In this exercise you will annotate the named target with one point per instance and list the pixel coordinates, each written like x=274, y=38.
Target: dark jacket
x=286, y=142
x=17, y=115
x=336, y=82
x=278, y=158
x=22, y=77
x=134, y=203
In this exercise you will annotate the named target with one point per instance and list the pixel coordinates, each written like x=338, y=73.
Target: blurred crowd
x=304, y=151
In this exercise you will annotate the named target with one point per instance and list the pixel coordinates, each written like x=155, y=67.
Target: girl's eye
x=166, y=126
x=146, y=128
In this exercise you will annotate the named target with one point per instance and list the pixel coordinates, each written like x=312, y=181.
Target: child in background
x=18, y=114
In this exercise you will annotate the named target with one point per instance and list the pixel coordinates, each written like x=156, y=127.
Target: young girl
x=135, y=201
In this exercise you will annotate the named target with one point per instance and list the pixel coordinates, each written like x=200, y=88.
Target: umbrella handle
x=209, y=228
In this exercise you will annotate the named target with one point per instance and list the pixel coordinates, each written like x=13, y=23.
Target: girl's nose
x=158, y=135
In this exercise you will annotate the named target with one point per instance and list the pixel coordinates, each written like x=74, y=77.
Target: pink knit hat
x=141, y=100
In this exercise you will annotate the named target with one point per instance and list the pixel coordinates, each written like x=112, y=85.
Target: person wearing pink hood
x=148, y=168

##########

**Ziel**
Geben Sie das gesamte obige Material Zeile für Zeile unverändert wieder.

**Fertige Antwort**
In this exercise you will annotate the named target with one point per instance and list the pixel coordinates, each written like x=274, y=38.
Target: dark jacket
x=286, y=142
x=17, y=115
x=336, y=82
x=278, y=158
x=22, y=77
x=134, y=203
In this exercise you will annotate the named target with one point per instance and list the pixel coordinates, each written like x=338, y=73.
Target: blurred crowd
x=304, y=151
In this exercise you will annotate the named target with one point per instance and list the pixel coordinates, each written like x=155, y=67.
Target: girl's eye
x=166, y=126
x=146, y=128
In this exercise you will annotate the named target with one point per instance and list the pixel coordinates, each written like x=312, y=181.
Target: child in background
x=18, y=114
In this exercise you will annotate the named target with one point per instance and list the pixel coordinates, each written like x=156, y=127.
Target: young girl
x=135, y=201
In this exercise you will annotate the named target with one point per instance and list the pixel coordinates, each written like x=200, y=88.
Target: umbrella handle
x=209, y=228
In this exercise you will annotate the named target with one point per instance and list the pixel coordinates, each written like x=13, y=23.
Target: girl's nose
x=158, y=135
In this exercise you will annotate the named target with one point per instance and list the pixel coordinates, each written like x=74, y=77.
Target: pink knit hat
x=141, y=100
In this exercise you will annotate the named target with one point per instance and list the pixel coordinates, each written like x=112, y=85.
Target: person wearing pink hood
x=148, y=168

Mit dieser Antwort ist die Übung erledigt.